[TASKS TO PERFORM]
a. In the West Point sewage passage, how far underwater did the pipe carry the effluent from the 1913 brick sewer?
b. Please carry the West Point sewage passage further, beginning after its final sentence.

[SUPPLIED PASSAGE]
________

On July 20, 1966, Metro's West Point wastewater treatment plant is dedicated and begins treating sewage, which since 1912 had been dumped into Puget Sound. By 1970, the plant will handle sewage that had been dumped into the Duwamish River and Elliott Bay, making Seattle's waterfront, "One of the cleanest in the world" (Lane). West Point is a point of land that extends into Puget Sound from Fort Lawton and Discovery Park.
In 1913, Seattle City Engineer Reginald H. Thomson (1856-1949) completed a mammoth brick sewer, 12 feet in diameter, that ran across the north end of Seattle to a beach at Fort Lawton. A pipe carried the effluent to a point about 25 feet underwater. Raw sewage from homes and businesses was discharged into the salt water where, it was believed at the time, nature would take care of it. A fan-shaped plume could easily be seen from the air and the beach at West Point became coated with a black slime. Nearby beaches were often closed because of bacterial contamination. By the mid 1950s, 40 million gallons per day flowed into the sound.

________

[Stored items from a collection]
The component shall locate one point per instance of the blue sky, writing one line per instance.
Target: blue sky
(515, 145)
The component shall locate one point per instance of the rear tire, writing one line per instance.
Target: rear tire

________

[LIST OF ANSWERS]
a. About 25 feet underwater.

b.
After it was formed in 1958, Metro -- the Municipality of Metropolitan Seattle -- planned a 125-million-gallon-per-day plant at West Point to provide primary treatment. Primary treatment removes about half the solids from sewage and then chlorinates the discharge to kill harmful organisms. At the time, this was the standard method of wastewater treatment for a city like Seattle. Work on the West Point plant began in 1962 and it cost $11.9 million.
Additional trunk lines were built. In 1970, Seattle's old Diagonal Avenue treatment plant was closed and the Elliott Bay interceptor sewer was completed. Sewage flowed to West Point. Dissolved oxygen levels in the Duwamish River and in Elliott Bay (an indicator of how much oxygen in the water is available for aquatic life) rose from three-tenths of a milligram per liter to more than four milligrams per liter. By 1995, the dissolved oxygen levels climbed to eight milligrams per liter.